## Required work
According to the extract about the Telepathy book discussion, how many books has Elsir published?

## Page extract

_ _ _ _ _

Fortunately for literature lovers in Doha, Elsir himself will be present at the Qatar National Library’s (QNL) book discussion of Telepathy on Wednesday from 7pm to 8.30pm at TV Lounge, HBKU Student Center, Education City. The book discussion will be conducted in English.
Elsir, who is regarded as a giant among Arab fiction writers, has published 16 books, including novels, biographies and poetry.
In his latest book Telepathy, the author grapples to make sense of a seemingly unusual situation. As the author condemned this character to an untimely death in the novel, he asks himself a question – should he save this character from death?
“Set in both sides of Khartoum the bustling capital city and the neglected, poverty–stricken underbelly, this novel takes the readers to the worlds of insane asylums, and the suspicious relationship between imagination and reality,” says a note by the QNL.
In Telepathy, the writer learns that the novel he had recently published is based on a real person who happens to live in the same city of Khartoum. The novel titled Hunger’s Hopes turns out 'to be a biography, a literary work based on real-life events, which he presumes were telepathically conveyed by Nishan Hamza Nishan – who turns out to be the name of his novel's protagonist.

_ _ _ _ _

## Information provided
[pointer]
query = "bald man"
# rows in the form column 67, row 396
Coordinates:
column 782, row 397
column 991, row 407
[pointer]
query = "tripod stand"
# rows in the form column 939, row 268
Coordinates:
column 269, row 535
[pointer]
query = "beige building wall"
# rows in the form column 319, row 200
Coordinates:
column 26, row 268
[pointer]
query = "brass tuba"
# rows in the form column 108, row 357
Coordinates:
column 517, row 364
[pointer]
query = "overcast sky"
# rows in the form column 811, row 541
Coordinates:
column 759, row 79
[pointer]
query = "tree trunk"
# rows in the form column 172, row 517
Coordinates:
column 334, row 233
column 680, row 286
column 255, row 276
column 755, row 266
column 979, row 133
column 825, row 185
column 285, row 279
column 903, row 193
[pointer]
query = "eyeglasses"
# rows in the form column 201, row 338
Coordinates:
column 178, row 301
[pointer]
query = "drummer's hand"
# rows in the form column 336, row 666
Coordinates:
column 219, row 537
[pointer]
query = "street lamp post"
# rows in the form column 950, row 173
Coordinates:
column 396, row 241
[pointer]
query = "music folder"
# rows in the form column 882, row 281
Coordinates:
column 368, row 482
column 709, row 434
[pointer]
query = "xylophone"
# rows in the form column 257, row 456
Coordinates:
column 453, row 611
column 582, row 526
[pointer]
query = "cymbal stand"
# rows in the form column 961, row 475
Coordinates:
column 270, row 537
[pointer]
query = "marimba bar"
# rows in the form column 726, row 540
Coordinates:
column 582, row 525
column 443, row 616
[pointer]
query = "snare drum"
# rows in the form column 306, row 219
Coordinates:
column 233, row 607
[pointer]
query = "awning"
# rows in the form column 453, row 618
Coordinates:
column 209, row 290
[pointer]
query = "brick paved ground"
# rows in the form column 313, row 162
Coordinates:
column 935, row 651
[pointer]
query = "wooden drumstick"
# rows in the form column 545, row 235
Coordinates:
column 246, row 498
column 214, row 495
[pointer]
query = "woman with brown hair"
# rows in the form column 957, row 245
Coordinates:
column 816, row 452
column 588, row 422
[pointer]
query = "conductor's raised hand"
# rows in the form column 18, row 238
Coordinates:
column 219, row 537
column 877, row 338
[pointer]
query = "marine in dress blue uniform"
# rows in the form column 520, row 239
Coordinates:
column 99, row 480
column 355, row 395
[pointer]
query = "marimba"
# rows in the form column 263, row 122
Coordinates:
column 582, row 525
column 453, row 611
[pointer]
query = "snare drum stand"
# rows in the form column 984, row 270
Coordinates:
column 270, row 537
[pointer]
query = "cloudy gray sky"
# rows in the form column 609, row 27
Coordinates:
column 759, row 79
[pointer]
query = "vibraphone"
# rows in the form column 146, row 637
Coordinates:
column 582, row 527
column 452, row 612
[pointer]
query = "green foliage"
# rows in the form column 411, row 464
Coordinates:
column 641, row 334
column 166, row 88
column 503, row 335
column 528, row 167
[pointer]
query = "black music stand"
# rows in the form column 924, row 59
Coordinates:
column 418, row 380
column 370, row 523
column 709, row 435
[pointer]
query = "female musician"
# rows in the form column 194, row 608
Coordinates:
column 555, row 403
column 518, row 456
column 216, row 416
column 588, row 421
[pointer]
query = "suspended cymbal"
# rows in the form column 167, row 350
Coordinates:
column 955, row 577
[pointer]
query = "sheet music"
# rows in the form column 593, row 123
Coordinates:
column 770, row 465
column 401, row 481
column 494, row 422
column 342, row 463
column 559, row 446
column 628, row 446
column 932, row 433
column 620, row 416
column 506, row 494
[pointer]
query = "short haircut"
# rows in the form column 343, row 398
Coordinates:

_ _ _ _ _

## Your response
Elsir has published 16 books, including novels, biographies and poetry.